PROBLEM REQUIREMENTS ▸
Faithfully return all lines, omitting every embedded picture.

DATA LISTING ▸
+ + +
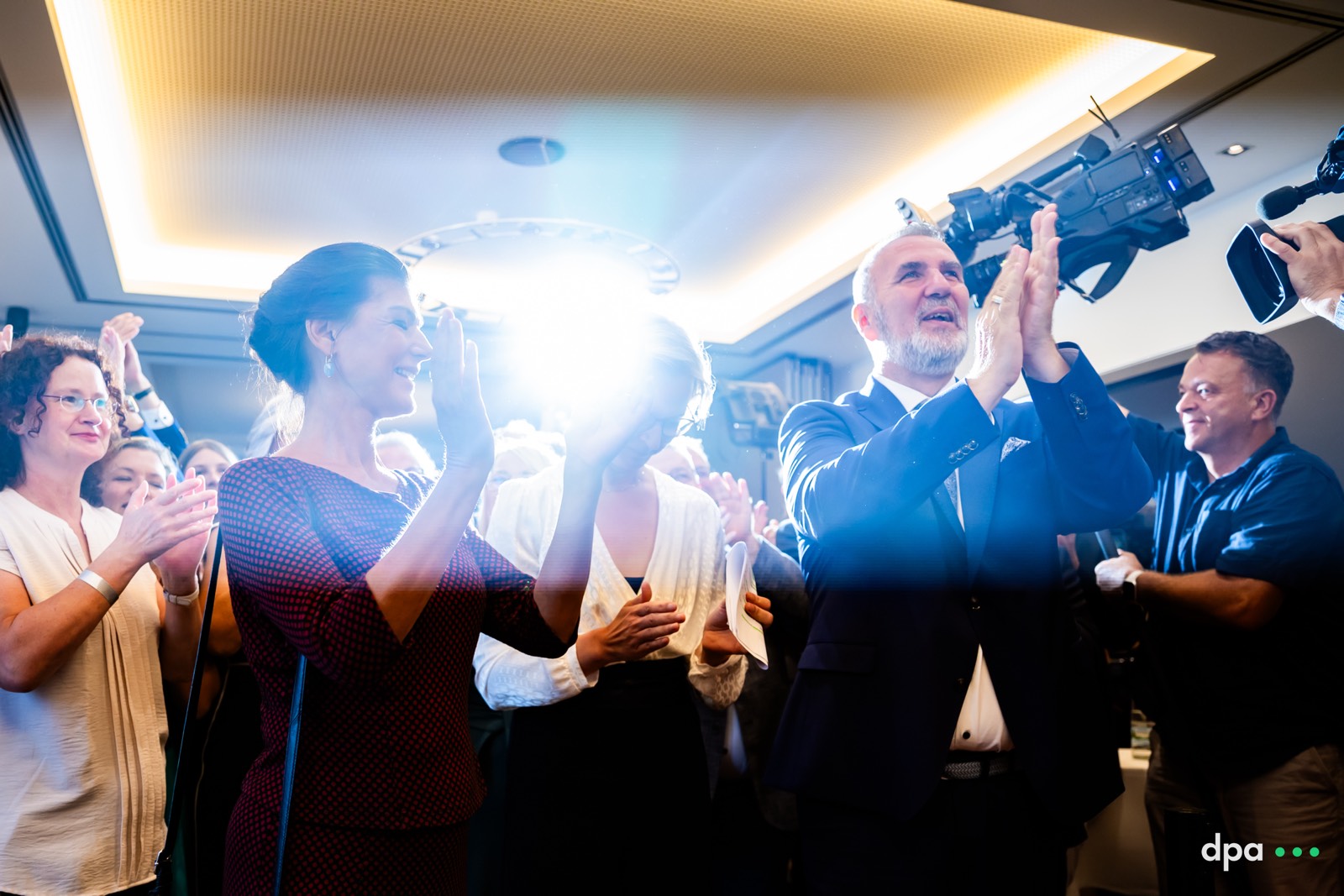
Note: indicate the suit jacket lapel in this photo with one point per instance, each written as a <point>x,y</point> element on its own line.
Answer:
<point>979,481</point>
<point>882,409</point>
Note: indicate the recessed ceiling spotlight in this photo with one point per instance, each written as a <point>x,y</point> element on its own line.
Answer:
<point>533,150</point>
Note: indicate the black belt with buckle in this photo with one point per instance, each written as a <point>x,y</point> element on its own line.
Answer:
<point>965,765</point>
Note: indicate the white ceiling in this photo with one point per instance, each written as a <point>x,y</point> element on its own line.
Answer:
<point>761,144</point>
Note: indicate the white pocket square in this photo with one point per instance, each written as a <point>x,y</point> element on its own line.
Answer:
<point>1012,445</point>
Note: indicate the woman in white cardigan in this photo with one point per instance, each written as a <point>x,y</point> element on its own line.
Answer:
<point>87,636</point>
<point>609,732</point>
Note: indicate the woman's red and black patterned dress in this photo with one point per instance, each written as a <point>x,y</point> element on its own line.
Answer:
<point>386,775</point>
+ + +
FULL SOLUTION ▸
Note: indicate the suit jacket lapel in this photo with one point per instance, each written as a <point>x,y</point> element on its own line.
Answer:
<point>979,481</point>
<point>882,409</point>
Note: indicate the recessed ceiling spotlight in this photo with one point per instance, each written as a <point>x,y</point> element on its own line.
Answer:
<point>533,150</point>
Note: indicate the black belt with buckle in this photo with one point per instance, each written as a <point>x,y</point> element on its own line.
Answer:
<point>965,765</point>
Note: indicate the white ceiling in this photo with one point per instance, each written as a <point>x,y</point> element on its own line.
Answer:
<point>761,144</point>
Note: indicate the white pocket square in this photo with one point per instance, each written as a <point>x,y</point> element on its own line.
Answer:
<point>1012,445</point>
Note: indicate the woman in white cardigan in this photo with one point per instance, each written as a <point>x,y</point> element on its own line.
Answer:
<point>87,636</point>
<point>609,732</point>
Note: indicate the woman's red and black patterned dress in this photo with one point per instance, each written as a <point>x,y</point> element on its own line.
Answer:
<point>386,775</point>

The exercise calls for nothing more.